-- Begin --

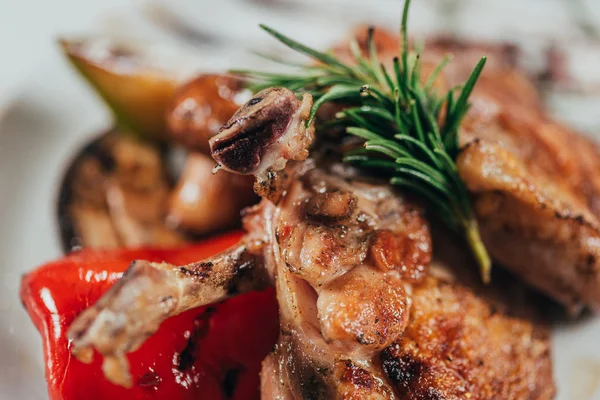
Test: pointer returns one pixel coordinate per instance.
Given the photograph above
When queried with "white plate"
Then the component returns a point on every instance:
(52, 113)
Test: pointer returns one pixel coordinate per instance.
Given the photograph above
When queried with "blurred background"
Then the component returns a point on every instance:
(559, 39)
(47, 112)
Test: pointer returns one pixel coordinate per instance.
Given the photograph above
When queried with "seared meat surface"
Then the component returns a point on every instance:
(361, 317)
(535, 183)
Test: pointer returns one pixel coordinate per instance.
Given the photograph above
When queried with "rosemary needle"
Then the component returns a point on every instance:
(406, 135)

-- End --

*Problem to work on*. Reproduce every entry exactly, but omit each picture.

*Reply to the exercise*.
Test: pointer returns one pixel coordinate per instance.
Given the photograph above
When queried with "white plate"
Then the component returns a point on every instance:
(52, 113)
Test: pointer returns one pixel coordinate per instance.
Given the photograph above
When queried with "blurred background"
Then the component returns a point on every instance:
(559, 39)
(47, 112)
Test: pointer returns one pixel coordinate per instance.
Given the photograph above
When queried with "seared meat surface"
Then the component returns a point on every instance:
(361, 317)
(535, 183)
Test: pointer returns one pixel coordinate per instance.
Given the photograph above
When queried with "rosemary needle"
Then the component returns a point on every instance:
(406, 135)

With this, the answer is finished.